═══ Listing ═══

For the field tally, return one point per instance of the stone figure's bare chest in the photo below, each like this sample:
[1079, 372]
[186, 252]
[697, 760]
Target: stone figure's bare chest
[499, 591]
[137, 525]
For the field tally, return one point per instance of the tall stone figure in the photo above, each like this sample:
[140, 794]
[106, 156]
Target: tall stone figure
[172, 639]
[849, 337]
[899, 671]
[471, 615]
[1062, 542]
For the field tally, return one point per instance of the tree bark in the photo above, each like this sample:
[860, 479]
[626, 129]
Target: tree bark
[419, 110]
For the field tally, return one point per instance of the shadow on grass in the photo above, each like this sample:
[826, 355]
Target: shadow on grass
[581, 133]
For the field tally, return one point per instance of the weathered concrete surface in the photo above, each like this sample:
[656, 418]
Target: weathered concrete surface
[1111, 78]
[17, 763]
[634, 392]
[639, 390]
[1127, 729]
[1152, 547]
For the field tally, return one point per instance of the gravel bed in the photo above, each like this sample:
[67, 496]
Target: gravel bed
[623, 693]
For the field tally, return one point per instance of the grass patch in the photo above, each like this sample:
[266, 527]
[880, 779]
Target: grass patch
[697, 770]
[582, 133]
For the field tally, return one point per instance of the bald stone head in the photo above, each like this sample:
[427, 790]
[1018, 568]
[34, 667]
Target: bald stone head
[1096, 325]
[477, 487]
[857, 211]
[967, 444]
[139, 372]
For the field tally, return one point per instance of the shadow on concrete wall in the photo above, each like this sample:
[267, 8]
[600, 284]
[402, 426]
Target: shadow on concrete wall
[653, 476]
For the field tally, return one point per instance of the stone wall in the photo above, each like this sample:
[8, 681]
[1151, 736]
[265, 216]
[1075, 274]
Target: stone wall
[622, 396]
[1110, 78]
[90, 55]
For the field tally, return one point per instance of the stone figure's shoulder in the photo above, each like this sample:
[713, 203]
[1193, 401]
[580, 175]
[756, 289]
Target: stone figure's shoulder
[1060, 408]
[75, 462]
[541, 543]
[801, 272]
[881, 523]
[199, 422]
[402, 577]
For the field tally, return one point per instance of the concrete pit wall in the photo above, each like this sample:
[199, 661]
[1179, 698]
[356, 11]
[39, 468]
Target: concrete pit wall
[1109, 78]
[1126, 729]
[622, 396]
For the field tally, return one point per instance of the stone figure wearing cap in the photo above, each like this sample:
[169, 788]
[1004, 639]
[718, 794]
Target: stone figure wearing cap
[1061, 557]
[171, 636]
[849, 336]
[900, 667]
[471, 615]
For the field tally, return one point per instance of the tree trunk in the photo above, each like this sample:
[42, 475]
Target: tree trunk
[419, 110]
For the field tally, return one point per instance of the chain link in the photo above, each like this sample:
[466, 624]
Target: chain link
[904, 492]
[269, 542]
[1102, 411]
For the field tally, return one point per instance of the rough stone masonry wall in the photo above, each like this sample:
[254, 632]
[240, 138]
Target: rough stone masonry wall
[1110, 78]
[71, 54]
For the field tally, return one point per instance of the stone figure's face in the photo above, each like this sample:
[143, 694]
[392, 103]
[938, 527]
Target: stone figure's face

═══

What needs to be done >> Starting from the line with "the tree trunk" and ending with the final line of the data, quote every line exactly, both ends included.

Solution to the problem >>
For the field tally, return one point per instance of the tree trunk in the photo above, each like this sample:
[42, 475]
Target: tree trunk
[419, 110]
For the field tally, return one point per instance of the chain link in the photo above, each like this sample:
[466, 624]
Target: chain link
[904, 492]
[269, 542]
[1102, 411]
For the field tally, return one point per instance of the rough stone masonry wall in the photo above, each like this sample:
[254, 632]
[240, 138]
Target: rough stone masonry wall
[1110, 78]
[71, 54]
For the field tally, return one point per instance of the stone figure's face in the photo above, each like this sample:
[143, 694]
[392, 103]
[938, 527]
Target: stone figure's face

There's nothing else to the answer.